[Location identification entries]
____________________
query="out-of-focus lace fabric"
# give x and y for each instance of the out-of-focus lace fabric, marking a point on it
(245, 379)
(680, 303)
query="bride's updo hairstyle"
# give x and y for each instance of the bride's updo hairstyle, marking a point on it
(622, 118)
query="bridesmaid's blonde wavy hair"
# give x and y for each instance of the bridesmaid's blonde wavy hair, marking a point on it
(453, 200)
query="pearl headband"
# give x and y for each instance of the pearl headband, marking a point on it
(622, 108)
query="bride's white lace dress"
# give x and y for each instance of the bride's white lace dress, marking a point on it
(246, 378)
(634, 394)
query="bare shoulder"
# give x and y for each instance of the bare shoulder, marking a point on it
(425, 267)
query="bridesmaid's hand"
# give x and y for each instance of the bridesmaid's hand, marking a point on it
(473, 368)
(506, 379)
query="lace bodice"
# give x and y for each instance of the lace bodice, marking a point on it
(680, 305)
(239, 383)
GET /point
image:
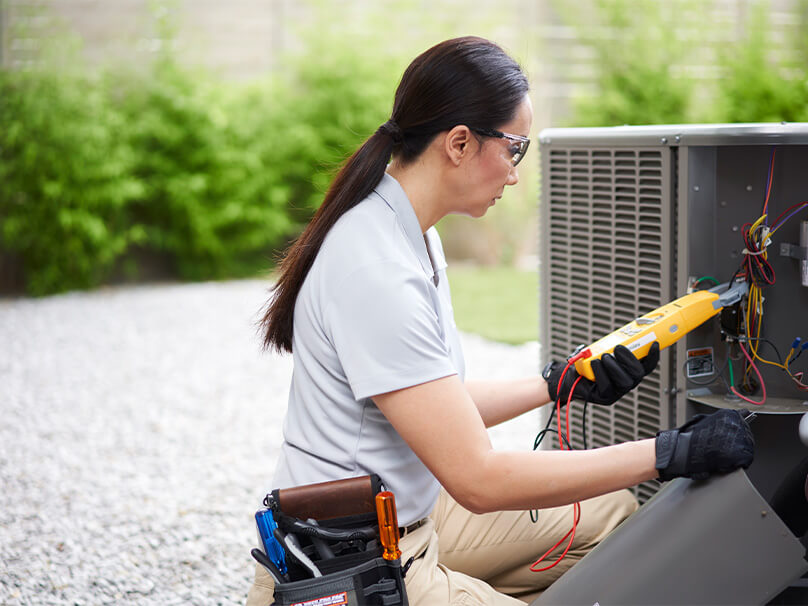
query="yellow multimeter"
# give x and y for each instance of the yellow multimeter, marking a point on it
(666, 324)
____________________
#### [DIRECTION]
Write out the lines above again exactly as they appear, leaving out the pictures.

#### [THE RESULT]
query="out-of-focus lace fabric"
# give x and y for each instance of the out-of-focus lace fabric, marking a point on it
(245, 379)
(680, 303)
query="bride's updo hairstyle"
# give x and y for each instance of the bride's updo hairstyle, marking a point on it
(622, 118)
query="bridesmaid's blonde wavy hair"
# give x and y for each instance of the bridesmaid's blonde wavy hair, marking a point on it
(453, 200)
query="pearl headband"
# give x and y for each instance of the pearl headband, marking a point on it
(622, 108)
query="bride's white lace dress"
# give x and y for each instance of the bride's white lace dress, marking a point on it
(246, 378)
(634, 394)
query="bare shoulder"
# give x and y for each instance of the bare shoulder, marking a point on it
(425, 267)
query="bridesmaid's hand"
# give x and y for each instance of the bridesmaid's hand, marking a point on it
(473, 368)
(506, 379)
query="lace bodice"
# give x and y for each instance of the lace bodice, marking a point on it
(680, 305)
(239, 383)
GET /point
image:
query="yellow multimeter"
# give x and y for each instance of the yellow multimeter, marking a point on it
(666, 324)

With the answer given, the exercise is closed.